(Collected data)
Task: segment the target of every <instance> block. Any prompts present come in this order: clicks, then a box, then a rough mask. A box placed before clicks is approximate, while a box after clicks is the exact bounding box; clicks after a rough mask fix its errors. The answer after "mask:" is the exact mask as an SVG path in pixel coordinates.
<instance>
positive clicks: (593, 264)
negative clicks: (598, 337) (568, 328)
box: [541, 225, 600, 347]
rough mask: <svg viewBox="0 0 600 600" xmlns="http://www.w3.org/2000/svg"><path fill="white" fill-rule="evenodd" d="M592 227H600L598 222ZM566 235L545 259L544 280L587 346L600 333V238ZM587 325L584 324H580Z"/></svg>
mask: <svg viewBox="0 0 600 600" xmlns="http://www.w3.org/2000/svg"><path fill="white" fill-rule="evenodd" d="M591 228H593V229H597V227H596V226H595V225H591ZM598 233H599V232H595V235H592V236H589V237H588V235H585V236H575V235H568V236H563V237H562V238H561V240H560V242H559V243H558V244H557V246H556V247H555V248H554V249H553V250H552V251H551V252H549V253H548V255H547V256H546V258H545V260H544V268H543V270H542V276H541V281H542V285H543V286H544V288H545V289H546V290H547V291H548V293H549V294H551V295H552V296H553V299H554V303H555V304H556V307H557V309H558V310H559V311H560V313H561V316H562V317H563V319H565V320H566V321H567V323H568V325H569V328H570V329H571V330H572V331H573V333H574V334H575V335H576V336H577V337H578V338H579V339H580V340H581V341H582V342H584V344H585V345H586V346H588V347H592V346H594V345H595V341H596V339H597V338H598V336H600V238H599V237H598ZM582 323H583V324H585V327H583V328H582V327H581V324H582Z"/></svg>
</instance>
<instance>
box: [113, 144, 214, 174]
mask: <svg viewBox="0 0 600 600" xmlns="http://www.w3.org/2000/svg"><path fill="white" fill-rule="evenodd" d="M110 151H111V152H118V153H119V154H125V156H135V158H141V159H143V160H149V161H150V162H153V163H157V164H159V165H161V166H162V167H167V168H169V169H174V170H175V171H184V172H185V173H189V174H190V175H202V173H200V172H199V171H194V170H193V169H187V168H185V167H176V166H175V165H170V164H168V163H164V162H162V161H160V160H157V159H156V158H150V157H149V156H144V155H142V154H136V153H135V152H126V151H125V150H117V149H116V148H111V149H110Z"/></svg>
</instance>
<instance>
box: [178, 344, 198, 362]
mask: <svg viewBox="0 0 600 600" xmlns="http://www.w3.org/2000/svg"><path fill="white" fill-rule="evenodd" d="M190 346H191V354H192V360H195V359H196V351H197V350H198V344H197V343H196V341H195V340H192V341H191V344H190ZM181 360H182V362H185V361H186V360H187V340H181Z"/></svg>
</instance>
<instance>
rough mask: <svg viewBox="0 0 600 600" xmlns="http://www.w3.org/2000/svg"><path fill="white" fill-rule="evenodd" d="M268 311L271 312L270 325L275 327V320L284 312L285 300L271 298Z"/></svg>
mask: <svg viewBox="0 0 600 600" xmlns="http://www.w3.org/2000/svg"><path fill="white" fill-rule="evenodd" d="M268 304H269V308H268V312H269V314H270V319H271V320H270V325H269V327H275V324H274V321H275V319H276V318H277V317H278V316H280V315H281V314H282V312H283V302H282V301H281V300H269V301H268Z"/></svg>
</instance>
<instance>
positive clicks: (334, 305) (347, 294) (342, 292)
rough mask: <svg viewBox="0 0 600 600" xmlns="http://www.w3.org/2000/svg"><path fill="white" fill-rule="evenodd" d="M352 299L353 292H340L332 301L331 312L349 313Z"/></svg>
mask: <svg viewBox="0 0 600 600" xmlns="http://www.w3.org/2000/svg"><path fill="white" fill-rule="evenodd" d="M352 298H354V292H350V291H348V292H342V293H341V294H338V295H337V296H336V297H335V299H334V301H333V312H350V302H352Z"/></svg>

* WORK TO BE COMPLETED:
How many lines above contain the string "positive"? Give only the number.

* ANSWER TO THIS TASK:
2